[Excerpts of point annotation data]
## Start

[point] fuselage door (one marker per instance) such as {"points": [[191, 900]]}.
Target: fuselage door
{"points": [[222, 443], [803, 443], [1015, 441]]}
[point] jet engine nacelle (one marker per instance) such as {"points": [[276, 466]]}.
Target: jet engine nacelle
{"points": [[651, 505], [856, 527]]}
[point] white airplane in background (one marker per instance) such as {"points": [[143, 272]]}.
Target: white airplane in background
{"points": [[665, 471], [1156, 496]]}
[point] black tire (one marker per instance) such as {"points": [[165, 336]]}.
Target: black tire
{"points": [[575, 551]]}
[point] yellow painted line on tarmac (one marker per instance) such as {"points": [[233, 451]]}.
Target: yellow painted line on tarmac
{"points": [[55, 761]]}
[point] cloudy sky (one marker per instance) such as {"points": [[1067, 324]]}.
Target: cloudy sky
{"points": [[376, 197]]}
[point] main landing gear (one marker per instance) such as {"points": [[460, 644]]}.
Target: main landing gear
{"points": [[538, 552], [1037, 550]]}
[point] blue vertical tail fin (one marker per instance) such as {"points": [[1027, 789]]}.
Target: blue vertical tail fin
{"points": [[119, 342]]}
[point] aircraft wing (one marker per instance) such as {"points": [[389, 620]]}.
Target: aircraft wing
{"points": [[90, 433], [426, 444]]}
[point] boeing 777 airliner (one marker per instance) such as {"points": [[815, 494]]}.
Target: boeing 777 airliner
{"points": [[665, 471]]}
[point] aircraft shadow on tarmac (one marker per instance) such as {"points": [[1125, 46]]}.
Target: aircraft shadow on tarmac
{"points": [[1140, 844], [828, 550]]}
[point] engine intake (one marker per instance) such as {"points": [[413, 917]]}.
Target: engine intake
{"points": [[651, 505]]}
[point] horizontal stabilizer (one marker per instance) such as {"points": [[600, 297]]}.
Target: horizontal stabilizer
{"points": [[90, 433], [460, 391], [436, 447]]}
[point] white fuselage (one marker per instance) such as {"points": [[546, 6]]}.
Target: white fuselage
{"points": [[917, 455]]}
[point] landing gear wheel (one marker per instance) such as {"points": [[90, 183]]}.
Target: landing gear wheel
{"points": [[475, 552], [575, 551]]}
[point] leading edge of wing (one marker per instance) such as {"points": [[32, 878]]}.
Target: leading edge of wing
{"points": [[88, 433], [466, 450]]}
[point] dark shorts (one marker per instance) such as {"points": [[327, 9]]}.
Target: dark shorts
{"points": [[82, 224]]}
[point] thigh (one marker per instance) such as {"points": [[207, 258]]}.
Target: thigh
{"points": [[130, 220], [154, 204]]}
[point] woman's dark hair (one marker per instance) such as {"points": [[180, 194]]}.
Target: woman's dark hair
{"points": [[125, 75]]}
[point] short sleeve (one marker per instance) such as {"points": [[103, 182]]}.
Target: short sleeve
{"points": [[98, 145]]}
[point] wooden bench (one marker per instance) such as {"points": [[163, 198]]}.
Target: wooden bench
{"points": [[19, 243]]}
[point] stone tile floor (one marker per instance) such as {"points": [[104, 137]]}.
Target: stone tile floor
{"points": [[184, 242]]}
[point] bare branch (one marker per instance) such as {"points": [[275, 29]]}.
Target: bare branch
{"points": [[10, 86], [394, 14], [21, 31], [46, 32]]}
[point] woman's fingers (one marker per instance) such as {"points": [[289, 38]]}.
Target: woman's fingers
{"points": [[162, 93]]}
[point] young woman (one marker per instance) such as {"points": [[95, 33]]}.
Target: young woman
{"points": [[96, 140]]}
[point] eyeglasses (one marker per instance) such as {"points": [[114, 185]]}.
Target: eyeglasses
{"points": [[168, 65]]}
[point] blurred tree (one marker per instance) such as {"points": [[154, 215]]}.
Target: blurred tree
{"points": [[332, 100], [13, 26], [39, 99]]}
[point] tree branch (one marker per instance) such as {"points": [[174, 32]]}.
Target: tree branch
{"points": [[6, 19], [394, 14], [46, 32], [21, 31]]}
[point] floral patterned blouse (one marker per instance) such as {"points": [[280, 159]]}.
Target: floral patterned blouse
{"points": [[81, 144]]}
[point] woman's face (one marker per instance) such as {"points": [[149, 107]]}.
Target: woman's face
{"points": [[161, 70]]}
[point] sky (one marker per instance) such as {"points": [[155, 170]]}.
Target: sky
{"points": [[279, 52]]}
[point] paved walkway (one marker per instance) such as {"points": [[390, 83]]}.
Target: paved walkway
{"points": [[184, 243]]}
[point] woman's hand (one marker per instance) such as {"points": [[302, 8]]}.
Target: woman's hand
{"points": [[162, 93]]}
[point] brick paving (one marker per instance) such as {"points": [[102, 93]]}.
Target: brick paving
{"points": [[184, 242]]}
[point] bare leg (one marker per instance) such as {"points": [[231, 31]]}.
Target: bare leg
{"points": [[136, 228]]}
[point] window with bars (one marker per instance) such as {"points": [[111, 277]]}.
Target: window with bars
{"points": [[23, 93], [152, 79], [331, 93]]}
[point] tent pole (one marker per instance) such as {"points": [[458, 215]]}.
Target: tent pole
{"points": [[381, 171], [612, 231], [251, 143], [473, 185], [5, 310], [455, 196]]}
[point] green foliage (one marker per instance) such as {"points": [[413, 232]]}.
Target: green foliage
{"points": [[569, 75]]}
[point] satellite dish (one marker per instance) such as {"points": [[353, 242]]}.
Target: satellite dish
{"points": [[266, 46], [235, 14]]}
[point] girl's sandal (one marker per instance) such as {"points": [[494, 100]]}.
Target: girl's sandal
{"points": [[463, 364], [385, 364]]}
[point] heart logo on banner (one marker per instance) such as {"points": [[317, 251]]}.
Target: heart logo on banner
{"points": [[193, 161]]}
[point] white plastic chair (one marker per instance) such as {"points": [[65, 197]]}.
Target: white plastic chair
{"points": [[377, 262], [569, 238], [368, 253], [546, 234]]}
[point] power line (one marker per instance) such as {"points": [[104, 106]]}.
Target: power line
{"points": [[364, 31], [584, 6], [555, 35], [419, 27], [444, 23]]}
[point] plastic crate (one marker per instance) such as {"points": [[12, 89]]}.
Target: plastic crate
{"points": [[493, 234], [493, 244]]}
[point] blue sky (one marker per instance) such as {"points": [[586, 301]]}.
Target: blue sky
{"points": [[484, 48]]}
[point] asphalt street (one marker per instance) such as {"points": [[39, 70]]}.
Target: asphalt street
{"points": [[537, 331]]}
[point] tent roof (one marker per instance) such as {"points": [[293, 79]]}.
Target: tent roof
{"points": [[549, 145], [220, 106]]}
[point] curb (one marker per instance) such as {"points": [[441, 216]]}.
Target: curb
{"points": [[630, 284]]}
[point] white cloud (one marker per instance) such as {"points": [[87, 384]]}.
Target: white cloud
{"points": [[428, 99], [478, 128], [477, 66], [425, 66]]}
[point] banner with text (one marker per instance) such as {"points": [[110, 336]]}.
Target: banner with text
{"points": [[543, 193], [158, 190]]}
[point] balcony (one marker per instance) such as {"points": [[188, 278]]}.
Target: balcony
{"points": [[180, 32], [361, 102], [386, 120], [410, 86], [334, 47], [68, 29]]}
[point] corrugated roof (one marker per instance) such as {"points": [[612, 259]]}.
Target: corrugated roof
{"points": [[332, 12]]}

## End

[Challenge]
Write out every one of the records above again, word for word and without any changes.

[Response below]
[point] fuselage door (one marker per instance) such as {"points": [[191, 900]]}.
Target: fuselage door
{"points": [[222, 443], [803, 443], [1015, 441]]}
[point] jet engine nacelle (one marker per instance) such as {"points": [[276, 466]]}.
Target: jet engine nacelle
{"points": [[651, 505], [856, 527]]}
[point] white airplane in background (one marker per instance) such as {"points": [[143, 272]]}.
Target: white airplane in background
{"points": [[665, 471], [1156, 496]]}
[point] black tire (one marker per instance) such as {"points": [[165, 336]]}.
Target: black tire
{"points": [[575, 551]]}
[point] yellow painted line on tarmac (one marker per instance) such as {"points": [[233, 451]]}.
Target: yellow painted line on tarmac
{"points": [[55, 761]]}
[point] cloudy sky (one marker per instance) such as {"points": [[1067, 324]]}.
Target: cloudy sky
{"points": [[376, 197]]}
[point] main landing gear (one marker per instance) such as {"points": [[460, 644]]}.
Target: main landing gear
{"points": [[538, 552], [1037, 550]]}
[point] blue vertical tail fin (one marker per instance) such as {"points": [[1027, 789]]}.
Target: blue vertical tail fin
{"points": [[119, 342]]}
[point] aircraft wing (one marker per instance) such as {"points": [[389, 620]]}.
Target: aircraft wing
{"points": [[90, 433], [426, 444]]}
[point] boeing 777 airliner (one marker per instance) such as {"points": [[815, 494]]}.
Target: boeing 777 airliner
{"points": [[665, 471]]}
[point] aircraft shadow on tarmac (one marker per instance) such as {"points": [[1125, 46]]}.
Target: aircraft shadow on tarmac
{"points": [[1140, 844], [828, 550]]}
[point] engine intake (one marker per instance) such as {"points": [[413, 917]]}.
Target: engine intake
{"points": [[651, 505]]}
[point] horizontal stabilizer (one marker per instance) such as {"points": [[600, 297]]}.
Target: horizontal stabilizer
{"points": [[90, 433], [460, 391], [436, 447]]}
[point] white fuselage (one marker per instance) such as {"points": [[546, 6]]}.
Target: white fuselage
{"points": [[917, 455]]}
[point] landing gear wheel (one marker per instance) such as {"points": [[90, 183]]}.
Target: landing gear wheel
{"points": [[475, 552], [575, 551]]}
[point] leading edge of wing (one marker per instance) such as {"points": [[32, 878]]}.
Target: leading edge of wing
{"points": [[88, 433], [466, 450]]}
[point] dark shorts (one marker per instance) such as {"points": [[327, 9]]}.
Target: dark shorts
{"points": [[82, 224]]}
[point] thigh (one marker per instance) such as {"points": [[207, 258]]}.
Target: thigh
{"points": [[130, 220], [154, 204]]}
[point] woman's dark hair (one marker per instance) such as {"points": [[180, 194]]}.
Target: woman's dark hair
{"points": [[125, 75]]}
[point] short sleeve (one marker per instance) such as {"points": [[103, 182]]}.
Target: short sleeve
{"points": [[98, 145]]}
[point] wooden bench (one marker per instance) such as {"points": [[163, 198]]}.
Target: wooden bench
{"points": [[19, 243]]}
[point] stone tile floor (one marker per instance) such as {"points": [[104, 137]]}.
Target: stone tile floor
{"points": [[184, 242]]}
[point] bare branch (one marker per instance) such as {"points": [[275, 29]]}.
Target: bare branch
{"points": [[10, 86], [394, 14], [21, 31], [46, 32]]}
[point] woman's fingers (one marker per instance) such as {"points": [[289, 38]]}.
Target: woman's fingers
{"points": [[162, 93]]}
[point] young woman (one marker per instance) such as {"points": [[95, 33]]}.
Target: young woman
{"points": [[96, 140]]}
[point] eyeglasses (one marker per instance) such as {"points": [[114, 185]]}.
Target: eyeglasses
{"points": [[168, 65]]}
[point] blurred tree (one marker per instance) such as {"points": [[154, 215]]}.
Target: blurred tree
{"points": [[332, 100], [13, 26], [39, 99]]}
[point] tree branch (one marker per instance) such as {"points": [[174, 32]]}.
Target: tree branch
{"points": [[6, 19], [394, 14], [46, 32], [21, 31]]}
[point] floral patterned blouse (one marker per instance) such as {"points": [[280, 159]]}.
Target: floral patterned blouse
{"points": [[81, 144]]}
[point] woman's face (one marker per instance) such as {"points": [[149, 107]]}.
Target: woman's face
{"points": [[161, 70]]}
[point] sky (one marker per instance) such as {"points": [[155, 170]]}.
Target: sky
{"points": [[279, 52]]}
[point] paved walkway (one marker per instance) such as {"points": [[390, 83]]}.
Target: paved walkway
{"points": [[184, 243]]}
[point] woman's hand (one marker per instance) such as {"points": [[302, 8]]}.
Target: woman's hand
{"points": [[162, 93]]}
[point] brick paving (one marker per instance) such as {"points": [[102, 93]]}.
Target: brick paving
{"points": [[184, 242]]}
[point] bare leg (one marker per instance) such as {"points": [[231, 31]]}.
Target: bare leg
{"points": [[136, 228]]}
[point] window with bars (one marker per instance) such as {"points": [[111, 277]]}.
Target: window with bars
{"points": [[23, 93], [152, 79], [331, 93]]}
[point] tent pole (one marker per instance) such as {"points": [[458, 215]]}.
Target: tent pole
{"points": [[381, 171], [612, 231], [251, 143], [473, 185], [5, 310], [455, 196]]}
[point] green foliage (one marker per instance) such as {"points": [[413, 232]]}.
Target: green foliage
{"points": [[569, 75]]}
[point] satellite dish (one marker per instance) such as {"points": [[353, 242]]}.
Target: satellite dish
{"points": [[266, 46], [235, 14]]}
[point] girl's sandal (one marker per instance) such as {"points": [[494, 100]]}.
Target: girl's sandal
{"points": [[463, 364], [385, 364]]}
[point] heart logo on banner (one marker per instance) such as {"points": [[317, 251]]}.
Target: heart logo on banner
{"points": [[193, 161]]}
[point] white plastic chair (one marker per instance) such as {"points": [[65, 197]]}.
Target: white plastic chair
{"points": [[377, 262], [569, 238], [368, 253], [546, 234]]}
[point] power line (one marker per instance) such as {"points": [[104, 106]]}.
Target: power line
{"points": [[364, 31], [584, 6], [555, 35], [419, 27], [444, 23]]}
[point] plastic crate (one marker per instance) such as {"points": [[12, 89]]}.
Target: plastic crate
{"points": [[493, 234], [493, 244]]}
[point] blue sky (one marker per instance) such as {"points": [[586, 301]]}.
Target: blue sky
{"points": [[484, 48]]}
[point] asphalt street (one marker per instance) such as {"points": [[39, 70]]}.
Target: asphalt street
{"points": [[537, 331]]}
[point] tent roof (one marker per instance) such as {"points": [[293, 79]]}.
Target: tent roof
{"points": [[549, 145], [220, 106]]}
[point] curb (one marker per instance) such as {"points": [[441, 216]]}.
Target: curb
{"points": [[630, 284]]}
[point] white cloud (one marker per instance) such as {"points": [[87, 384]]}.
Target: white cloud
{"points": [[428, 99], [478, 128], [477, 66], [425, 66]]}
[point] banner with text (one marker per instance) such as {"points": [[110, 336]]}.
Target: banner with text
{"points": [[543, 193], [158, 190]]}
[point] balcony (one marker per instance) such as {"points": [[188, 278]]}.
Target: balcony
{"points": [[180, 32], [361, 102], [386, 120], [410, 86], [334, 47], [68, 29]]}
[point] corrugated roof (one marker per instance) such as {"points": [[612, 259]]}.
Target: corrugated roof
{"points": [[332, 12]]}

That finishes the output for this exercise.